(DATASET RECORDS):
##############################
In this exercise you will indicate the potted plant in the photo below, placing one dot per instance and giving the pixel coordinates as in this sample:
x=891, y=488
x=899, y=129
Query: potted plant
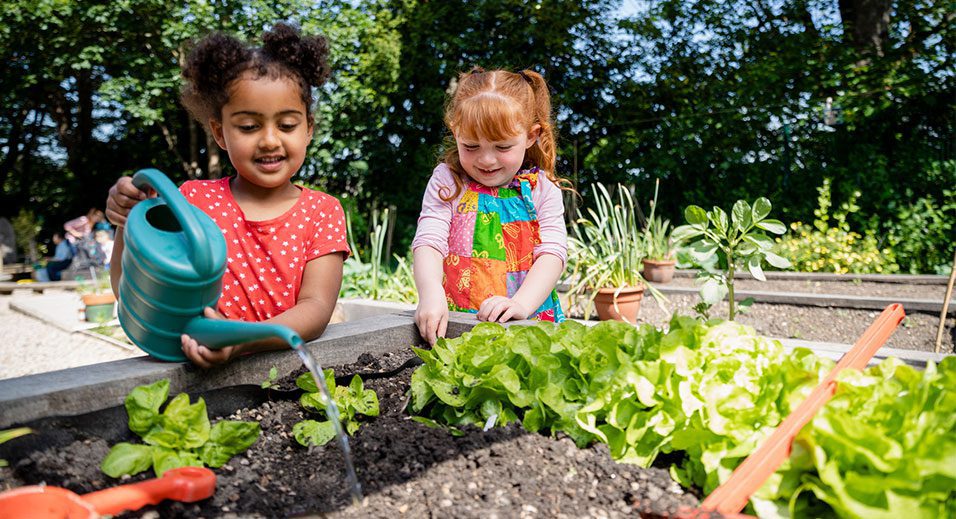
x=605, y=252
x=99, y=303
x=658, y=246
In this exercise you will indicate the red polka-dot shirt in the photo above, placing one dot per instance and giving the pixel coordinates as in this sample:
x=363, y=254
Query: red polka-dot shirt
x=266, y=259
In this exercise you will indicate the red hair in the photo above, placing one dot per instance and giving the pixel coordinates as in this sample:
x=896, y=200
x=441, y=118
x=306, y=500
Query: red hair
x=498, y=105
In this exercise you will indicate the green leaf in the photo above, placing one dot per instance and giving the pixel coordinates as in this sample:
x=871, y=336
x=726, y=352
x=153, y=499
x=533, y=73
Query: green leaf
x=753, y=265
x=226, y=439
x=695, y=215
x=773, y=226
x=143, y=403
x=311, y=432
x=741, y=215
x=777, y=261
x=127, y=458
x=761, y=209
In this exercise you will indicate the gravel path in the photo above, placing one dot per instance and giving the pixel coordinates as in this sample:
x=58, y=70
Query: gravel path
x=31, y=346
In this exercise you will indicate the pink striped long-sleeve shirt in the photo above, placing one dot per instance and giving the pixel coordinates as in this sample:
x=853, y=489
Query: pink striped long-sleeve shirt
x=435, y=219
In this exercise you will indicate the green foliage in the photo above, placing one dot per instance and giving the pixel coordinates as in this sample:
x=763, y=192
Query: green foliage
x=882, y=447
x=10, y=434
x=921, y=234
x=605, y=249
x=831, y=246
x=658, y=244
x=736, y=241
x=179, y=436
x=271, y=379
x=371, y=278
x=709, y=391
x=351, y=400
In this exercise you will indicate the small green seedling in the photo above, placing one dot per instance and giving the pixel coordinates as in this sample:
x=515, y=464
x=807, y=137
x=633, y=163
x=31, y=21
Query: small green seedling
x=351, y=401
x=271, y=381
x=10, y=434
x=733, y=242
x=180, y=436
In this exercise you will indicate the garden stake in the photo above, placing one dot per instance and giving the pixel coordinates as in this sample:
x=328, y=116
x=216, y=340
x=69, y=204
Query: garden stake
x=945, y=310
x=733, y=494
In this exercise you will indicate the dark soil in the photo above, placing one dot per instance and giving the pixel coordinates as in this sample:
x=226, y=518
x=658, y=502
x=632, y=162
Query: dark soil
x=812, y=323
x=405, y=468
x=849, y=287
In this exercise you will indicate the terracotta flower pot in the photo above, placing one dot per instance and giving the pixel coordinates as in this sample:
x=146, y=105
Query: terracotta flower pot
x=658, y=271
x=628, y=304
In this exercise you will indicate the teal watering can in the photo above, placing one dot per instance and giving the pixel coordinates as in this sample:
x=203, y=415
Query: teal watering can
x=173, y=264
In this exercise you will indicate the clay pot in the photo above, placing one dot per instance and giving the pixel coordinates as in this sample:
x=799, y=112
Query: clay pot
x=628, y=304
x=658, y=271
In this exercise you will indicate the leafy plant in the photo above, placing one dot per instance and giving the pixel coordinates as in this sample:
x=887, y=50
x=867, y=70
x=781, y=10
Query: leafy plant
x=351, y=400
x=737, y=241
x=10, y=434
x=658, y=243
x=830, y=246
x=883, y=446
x=708, y=390
x=605, y=249
x=179, y=436
x=921, y=234
x=271, y=379
x=371, y=278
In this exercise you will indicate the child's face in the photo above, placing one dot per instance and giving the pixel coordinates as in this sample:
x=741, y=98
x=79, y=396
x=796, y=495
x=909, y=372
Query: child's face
x=264, y=129
x=494, y=163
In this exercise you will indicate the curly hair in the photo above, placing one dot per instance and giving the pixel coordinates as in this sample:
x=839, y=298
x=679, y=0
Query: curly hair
x=498, y=104
x=219, y=59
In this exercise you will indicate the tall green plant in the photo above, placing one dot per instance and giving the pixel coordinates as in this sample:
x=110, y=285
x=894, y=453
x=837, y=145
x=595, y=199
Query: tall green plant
x=605, y=250
x=371, y=278
x=737, y=241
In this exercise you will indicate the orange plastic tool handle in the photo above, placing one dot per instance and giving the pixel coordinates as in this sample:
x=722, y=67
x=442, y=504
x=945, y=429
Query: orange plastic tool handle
x=732, y=496
x=186, y=484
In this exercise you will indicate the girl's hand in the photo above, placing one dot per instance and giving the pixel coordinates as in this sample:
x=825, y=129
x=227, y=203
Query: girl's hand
x=501, y=309
x=123, y=196
x=202, y=356
x=431, y=316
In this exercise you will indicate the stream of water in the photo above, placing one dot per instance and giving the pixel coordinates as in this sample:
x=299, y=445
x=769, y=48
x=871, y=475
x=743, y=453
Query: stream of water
x=332, y=412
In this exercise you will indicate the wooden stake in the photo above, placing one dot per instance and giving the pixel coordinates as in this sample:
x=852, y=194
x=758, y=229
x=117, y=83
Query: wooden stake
x=945, y=310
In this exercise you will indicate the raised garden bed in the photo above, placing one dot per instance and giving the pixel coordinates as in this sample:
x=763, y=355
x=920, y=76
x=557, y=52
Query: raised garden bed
x=404, y=467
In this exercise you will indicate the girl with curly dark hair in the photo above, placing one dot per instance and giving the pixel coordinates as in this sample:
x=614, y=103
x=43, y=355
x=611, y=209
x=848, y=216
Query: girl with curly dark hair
x=285, y=243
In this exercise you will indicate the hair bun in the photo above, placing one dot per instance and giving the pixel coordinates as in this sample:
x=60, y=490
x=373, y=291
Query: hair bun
x=211, y=62
x=305, y=55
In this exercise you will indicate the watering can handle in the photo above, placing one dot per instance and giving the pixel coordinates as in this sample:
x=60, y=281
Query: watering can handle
x=198, y=243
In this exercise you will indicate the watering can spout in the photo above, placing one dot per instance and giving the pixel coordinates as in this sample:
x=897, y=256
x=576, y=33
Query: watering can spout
x=218, y=333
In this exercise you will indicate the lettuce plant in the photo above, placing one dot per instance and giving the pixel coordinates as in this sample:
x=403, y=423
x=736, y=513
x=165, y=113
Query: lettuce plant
x=883, y=447
x=178, y=436
x=710, y=390
x=351, y=401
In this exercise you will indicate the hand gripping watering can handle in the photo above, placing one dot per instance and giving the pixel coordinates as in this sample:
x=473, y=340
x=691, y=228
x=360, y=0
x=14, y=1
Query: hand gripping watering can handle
x=198, y=242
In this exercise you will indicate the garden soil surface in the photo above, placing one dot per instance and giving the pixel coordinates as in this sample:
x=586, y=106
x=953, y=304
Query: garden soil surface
x=405, y=468
x=814, y=323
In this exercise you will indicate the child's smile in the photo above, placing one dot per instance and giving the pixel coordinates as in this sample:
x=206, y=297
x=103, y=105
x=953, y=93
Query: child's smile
x=265, y=130
x=493, y=163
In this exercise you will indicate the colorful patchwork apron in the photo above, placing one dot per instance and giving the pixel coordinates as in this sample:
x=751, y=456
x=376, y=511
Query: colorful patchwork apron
x=491, y=246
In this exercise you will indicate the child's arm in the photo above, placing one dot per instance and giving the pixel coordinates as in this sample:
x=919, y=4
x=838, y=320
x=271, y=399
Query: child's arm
x=431, y=315
x=537, y=286
x=318, y=294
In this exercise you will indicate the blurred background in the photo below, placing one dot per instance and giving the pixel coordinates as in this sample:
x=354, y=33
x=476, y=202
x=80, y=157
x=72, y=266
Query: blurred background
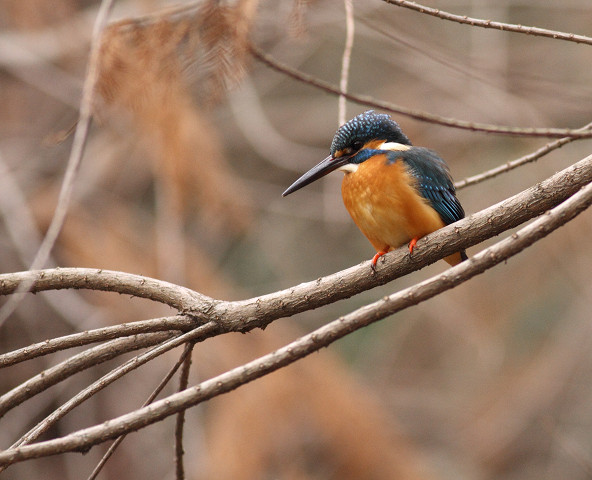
x=193, y=143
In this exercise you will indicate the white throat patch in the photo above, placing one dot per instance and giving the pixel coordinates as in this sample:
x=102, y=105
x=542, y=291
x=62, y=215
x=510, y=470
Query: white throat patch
x=348, y=168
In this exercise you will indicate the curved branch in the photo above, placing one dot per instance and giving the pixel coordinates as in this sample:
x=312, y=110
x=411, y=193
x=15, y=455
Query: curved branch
x=179, y=322
x=191, y=337
x=418, y=115
x=258, y=312
x=512, y=164
x=148, y=401
x=175, y=296
x=477, y=22
x=82, y=440
x=244, y=315
x=77, y=363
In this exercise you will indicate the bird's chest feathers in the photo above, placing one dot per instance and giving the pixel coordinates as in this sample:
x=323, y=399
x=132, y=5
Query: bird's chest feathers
x=383, y=201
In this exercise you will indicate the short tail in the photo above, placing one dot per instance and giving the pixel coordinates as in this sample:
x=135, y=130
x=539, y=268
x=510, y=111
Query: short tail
x=456, y=258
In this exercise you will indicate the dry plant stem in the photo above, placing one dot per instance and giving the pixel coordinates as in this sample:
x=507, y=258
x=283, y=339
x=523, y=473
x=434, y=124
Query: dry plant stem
x=193, y=336
x=77, y=363
x=186, y=353
x=79, y=142
x=477, y=22
x=180, y=421
x=419, y=115
x=346, y=58
x=258, y=312
x=178, y=322
x=511, y=165
x=322, y=337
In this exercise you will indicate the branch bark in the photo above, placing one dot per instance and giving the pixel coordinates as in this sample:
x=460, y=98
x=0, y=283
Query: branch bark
x=258, y=312
x=82, y=440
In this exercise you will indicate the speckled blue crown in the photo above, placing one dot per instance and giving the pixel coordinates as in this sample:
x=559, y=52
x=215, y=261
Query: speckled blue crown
x=365, y=127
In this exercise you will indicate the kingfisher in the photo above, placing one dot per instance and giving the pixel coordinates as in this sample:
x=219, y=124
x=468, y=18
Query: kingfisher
x=395, y=192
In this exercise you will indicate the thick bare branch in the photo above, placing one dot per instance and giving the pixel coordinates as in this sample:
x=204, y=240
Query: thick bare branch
x=175, y=296
x=478, y=22
x=82, y=440
x=257, y=312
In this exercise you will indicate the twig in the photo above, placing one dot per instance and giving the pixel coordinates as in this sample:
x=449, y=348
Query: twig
x=477, y=22
x=79, y=142
x=77, y=363
x=322, y=337
x=193, y=336
x=258, y=312
x=346, y=58
x=52, y=345
x=149, y=400
x=511, y=165
x=417, y=114
x=180, y=422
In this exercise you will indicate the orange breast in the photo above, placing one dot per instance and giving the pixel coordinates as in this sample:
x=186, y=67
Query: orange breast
x=385, y=205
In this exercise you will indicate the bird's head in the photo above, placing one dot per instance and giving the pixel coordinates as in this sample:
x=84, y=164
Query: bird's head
x=355, y=142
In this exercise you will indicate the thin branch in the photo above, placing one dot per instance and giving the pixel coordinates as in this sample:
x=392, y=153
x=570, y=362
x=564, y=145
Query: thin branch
x=186, y=354
x=258, y=312
x=179, y=322
x=77, y=363
x=512, y=164
x=322, y=337
x=180, y=422
x=346, y=58
x=79, y=142
x=477, y=22
x=196, y=335
x=417, y=114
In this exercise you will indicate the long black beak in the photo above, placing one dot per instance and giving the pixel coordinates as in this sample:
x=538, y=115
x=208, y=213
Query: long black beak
x=323, y=168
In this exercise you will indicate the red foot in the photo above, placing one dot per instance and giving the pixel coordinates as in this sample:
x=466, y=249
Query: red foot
x=376, y=257
x=412, y=245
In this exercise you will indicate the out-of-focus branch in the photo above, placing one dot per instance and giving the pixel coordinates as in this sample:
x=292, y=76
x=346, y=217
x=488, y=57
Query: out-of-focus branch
x=258, y=312
x=76, y=153
x=477, y=22
x=346, y=58
x=417, y=114
x=322, y=337
x=512, y=164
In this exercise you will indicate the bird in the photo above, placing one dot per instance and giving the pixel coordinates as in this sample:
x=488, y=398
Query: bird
x=394, y=191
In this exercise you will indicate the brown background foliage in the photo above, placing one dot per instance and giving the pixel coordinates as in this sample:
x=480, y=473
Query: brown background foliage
x=182, y=179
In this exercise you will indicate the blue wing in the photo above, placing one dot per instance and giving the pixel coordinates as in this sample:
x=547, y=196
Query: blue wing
x=433, y=180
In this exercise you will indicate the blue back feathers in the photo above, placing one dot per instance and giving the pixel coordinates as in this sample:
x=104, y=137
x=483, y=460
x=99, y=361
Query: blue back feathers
x=365, y=127
x=433, y=180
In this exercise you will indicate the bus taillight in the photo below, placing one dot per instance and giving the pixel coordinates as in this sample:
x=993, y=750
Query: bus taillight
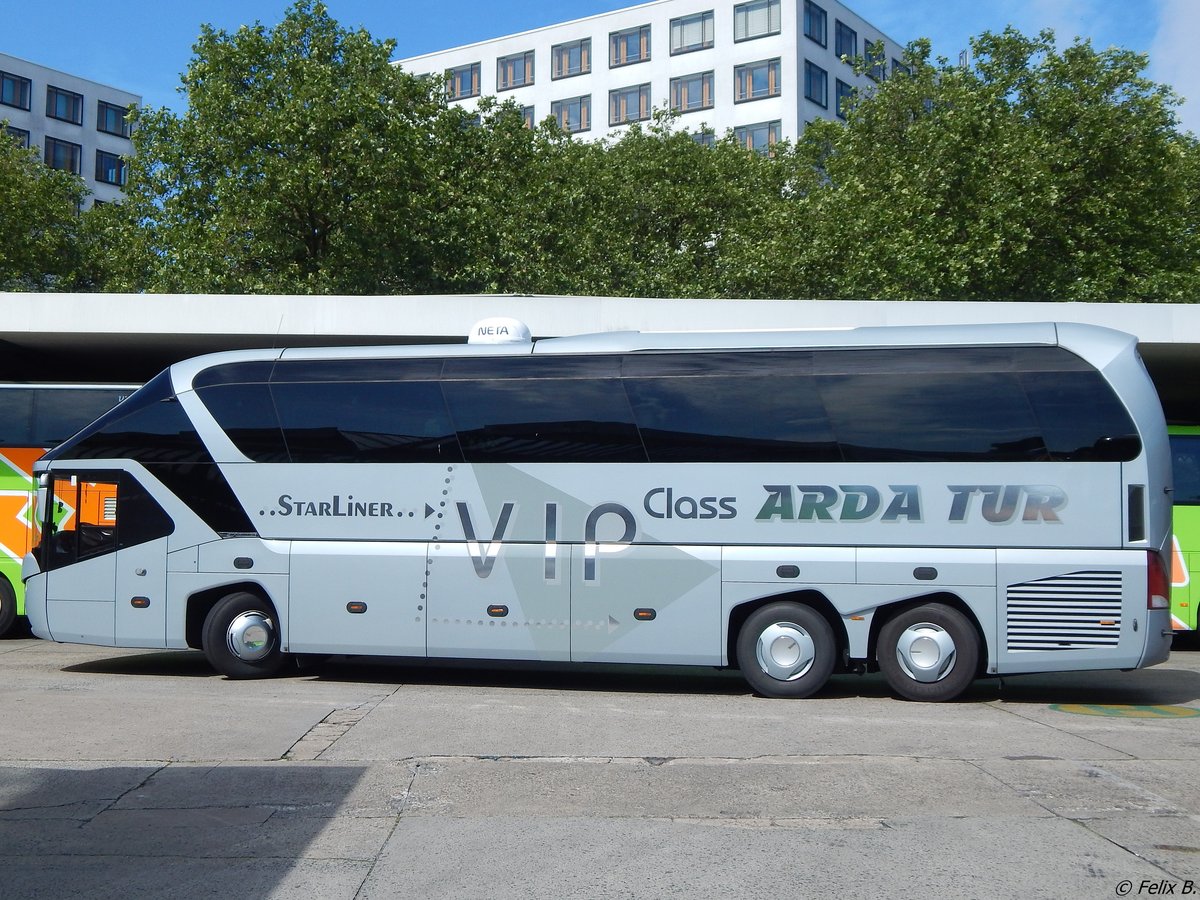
x=1158, y=594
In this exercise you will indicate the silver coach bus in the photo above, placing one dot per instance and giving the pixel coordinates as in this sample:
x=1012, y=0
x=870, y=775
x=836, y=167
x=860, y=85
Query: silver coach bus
x=936, y=503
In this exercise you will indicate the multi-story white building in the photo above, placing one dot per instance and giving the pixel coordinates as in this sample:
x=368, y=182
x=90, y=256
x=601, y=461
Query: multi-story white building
x=762, y=69
x=78, y=125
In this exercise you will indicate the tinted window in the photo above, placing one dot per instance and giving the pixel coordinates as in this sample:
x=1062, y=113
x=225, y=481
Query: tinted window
x=731, y=419
x=1186, y=461
x=61, y=412
x=931, y=417
x=1080, y=417
x=16, y=417
x=139, y=516
x=150, y=426
x=46, y=417
x=250, y=372
x=358, y=370
x=203, y=487
x=246, y=414
x=544, y=420
x=367, y=421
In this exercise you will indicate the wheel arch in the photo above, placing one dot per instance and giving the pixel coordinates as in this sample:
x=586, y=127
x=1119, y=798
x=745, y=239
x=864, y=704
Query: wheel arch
x=201, y=604
x=815, y=599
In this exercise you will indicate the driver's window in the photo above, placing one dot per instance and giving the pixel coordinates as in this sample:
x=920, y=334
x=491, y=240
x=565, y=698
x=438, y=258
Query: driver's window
x=82, y=519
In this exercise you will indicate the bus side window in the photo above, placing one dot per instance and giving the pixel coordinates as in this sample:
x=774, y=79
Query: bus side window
x=97, y=517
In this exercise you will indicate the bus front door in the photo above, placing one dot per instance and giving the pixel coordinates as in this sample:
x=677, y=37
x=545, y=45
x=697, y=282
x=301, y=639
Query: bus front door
x=79, y=543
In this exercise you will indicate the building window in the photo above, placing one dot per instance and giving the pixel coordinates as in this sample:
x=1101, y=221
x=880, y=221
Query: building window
x=760, y=137
x=64, y=105
x=691, y=93
x=816, y=84
x=629, y=105
x=514, y=71
x=815, y=23
x=571, y=59
x=574, y=114
x=19, y=135
x=691, y=33
x=109, y=168
x=629, y=47
x=757, y=18
x=876, y=60
x=845, y=40
x=845, y=99
x=63, y=155
x=756, y=81
x=462, y=82
x=15, y=90
x=111, y=119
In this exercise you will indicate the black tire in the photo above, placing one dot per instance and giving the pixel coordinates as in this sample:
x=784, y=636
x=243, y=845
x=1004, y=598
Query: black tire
x=253, y=618
x=929, y=653
x=7, y=606
x=786, y=649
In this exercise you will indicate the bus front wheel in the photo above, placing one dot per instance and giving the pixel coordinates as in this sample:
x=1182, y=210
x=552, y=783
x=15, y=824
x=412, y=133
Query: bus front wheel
x=786, y=649
x=241, y=637
x=929, y=653
x=7, y=606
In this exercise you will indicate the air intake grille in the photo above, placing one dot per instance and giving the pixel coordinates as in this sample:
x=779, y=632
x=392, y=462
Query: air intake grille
x=1066, y=612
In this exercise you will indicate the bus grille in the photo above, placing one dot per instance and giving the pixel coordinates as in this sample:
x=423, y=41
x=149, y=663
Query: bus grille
x=1066, y=612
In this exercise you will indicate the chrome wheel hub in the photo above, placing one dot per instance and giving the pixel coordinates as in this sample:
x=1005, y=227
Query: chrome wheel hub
x=251, y=636
x=785, y=651
x=925, y=652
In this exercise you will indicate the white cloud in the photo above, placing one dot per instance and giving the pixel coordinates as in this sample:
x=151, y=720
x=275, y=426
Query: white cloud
x=1173, y=57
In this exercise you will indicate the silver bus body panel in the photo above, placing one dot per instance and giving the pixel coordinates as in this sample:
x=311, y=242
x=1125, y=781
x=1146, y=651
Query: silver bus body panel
x=648, y=563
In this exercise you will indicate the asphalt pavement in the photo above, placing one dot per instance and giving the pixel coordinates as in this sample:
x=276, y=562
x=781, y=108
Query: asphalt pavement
x=132, y=773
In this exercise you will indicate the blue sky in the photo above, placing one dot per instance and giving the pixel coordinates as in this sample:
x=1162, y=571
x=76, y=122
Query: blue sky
x=148, y=45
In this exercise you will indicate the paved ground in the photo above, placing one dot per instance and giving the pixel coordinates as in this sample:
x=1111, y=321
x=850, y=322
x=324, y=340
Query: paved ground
x=129, y=773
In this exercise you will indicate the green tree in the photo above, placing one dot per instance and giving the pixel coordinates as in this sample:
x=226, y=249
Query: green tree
x=40, y=244
x=297, y=168
x=1036, y=174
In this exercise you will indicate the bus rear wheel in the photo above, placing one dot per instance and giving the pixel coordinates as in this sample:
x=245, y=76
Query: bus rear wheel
x=786, y=649
x=929, y=652
x=7, y=606
x=241, y=637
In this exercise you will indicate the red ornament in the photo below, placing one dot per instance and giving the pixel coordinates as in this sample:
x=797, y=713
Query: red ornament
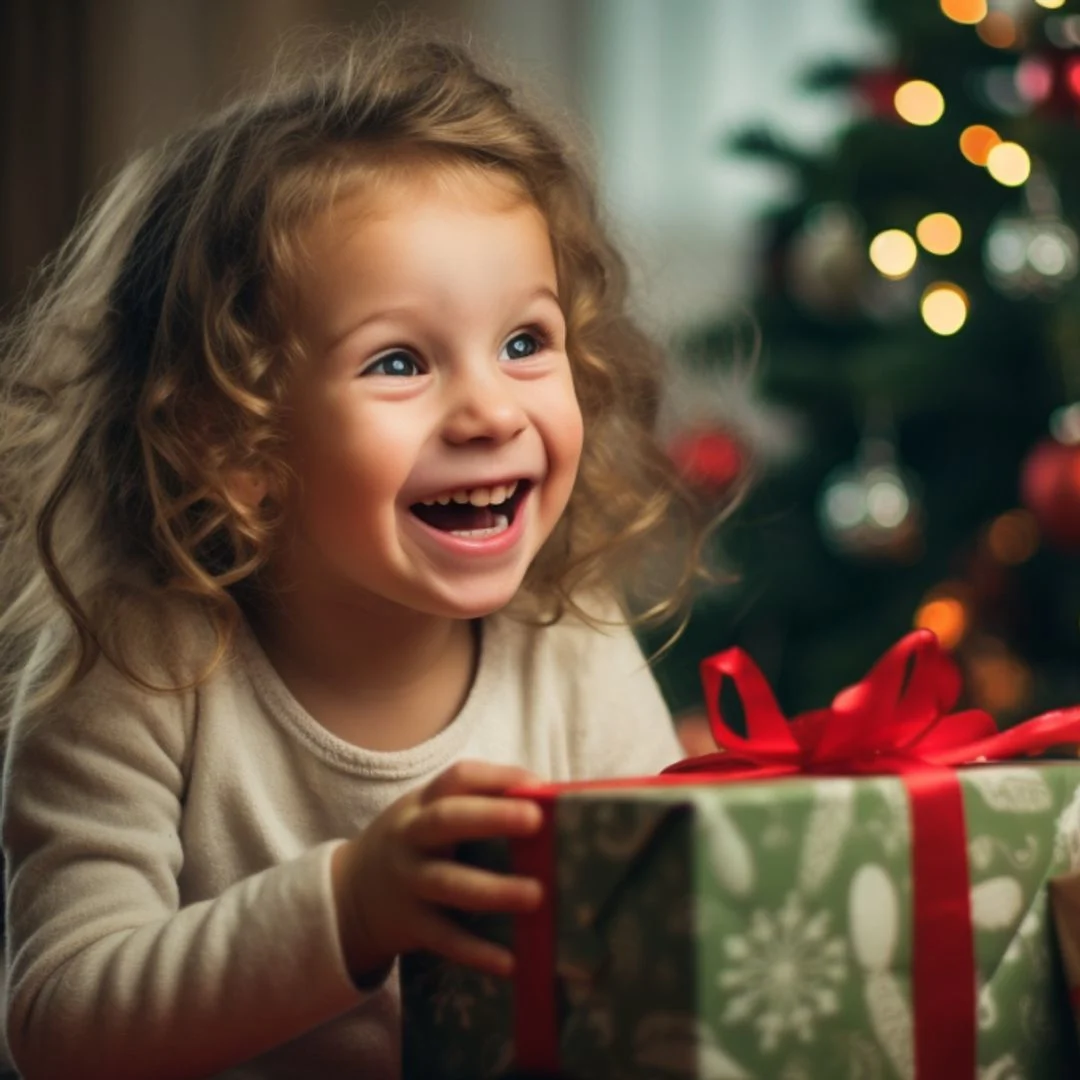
x=1050, y=82
x=1050, y=488
x=877, y=90
x=711, y=459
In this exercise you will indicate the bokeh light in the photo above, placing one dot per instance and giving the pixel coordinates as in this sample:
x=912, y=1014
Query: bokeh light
x=968, y=12
x=1013, y=537
x=976, y=143
x=998, y=680
x=998, y=30
x=944, y=308
x=940, y=233
x=1009, y=163
x=893, y=253
x=919, y=103
x=1035, y=80
x=947, y=617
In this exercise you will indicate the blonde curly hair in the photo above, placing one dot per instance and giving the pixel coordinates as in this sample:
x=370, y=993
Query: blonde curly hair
x=156, y=360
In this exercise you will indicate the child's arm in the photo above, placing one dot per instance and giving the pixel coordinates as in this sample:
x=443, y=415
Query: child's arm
x=110, y=976
x=390, y=881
##############################
(TASK TO CARRY OUT): Write out the data from its first line up to and including the line with "x=435, y=219", putting "Label" in place of each "Query" and keeping everything else unchanged. Leave the pictures out.

(ANSWER TO THE EXERCISE):
In this exercise you will indicate the potted plant in the photo below, placing one dot per instance and giving the pixel coordinates as in this sample:
x=891, y=488
x=899, y=129
Label: potted plant
x=605, y=252
x=99, y=303
x=658, y=246
In this exercise you will indicate the red polka-dot shirt in the photo above, placing one dot per instance and giving the pixel coordinates as in this sample:
x=363, y=254
Label: red polka-dot shirt
x=266, y=259
In this exercise you will indicate the red hair in the photo above, placing one dot per instance and giving the pixel coordinates as in this sample:
x=896, y=200
x=441, y=118
x=306, y=500
Label: red hair
x=498, y=105
In this exercise you will indicate the green leaf in the photo above, placing one dot per instance and giving the pixel coordinates as in this sample:
x=871, y=336
x=726, y=352
x=153, y=499
x=533, y=73
Label: green leaf
x=753, y=265
x=226, y=439
x=695, y=215
x=773, y=226
x=143, y=403
x=311, y=432
x=741, y=215
x=777, y=261
x=127, y=458
x=761, y=209
In this exercise you will indicate the gravel path in the photo above, placing one dot per instance and giving the pixel coordinates as in this sample:
x=58, y=70
Label: gravel path
x=31, y=346
In this exercise you will indicate the pink striped long-sleeve shirt in the photo above, placing one dot per instance and giving the pixel coordinates as in this sample:
x=853, y=489
Label: pink striped long-sleeve shirt
x=435, y=219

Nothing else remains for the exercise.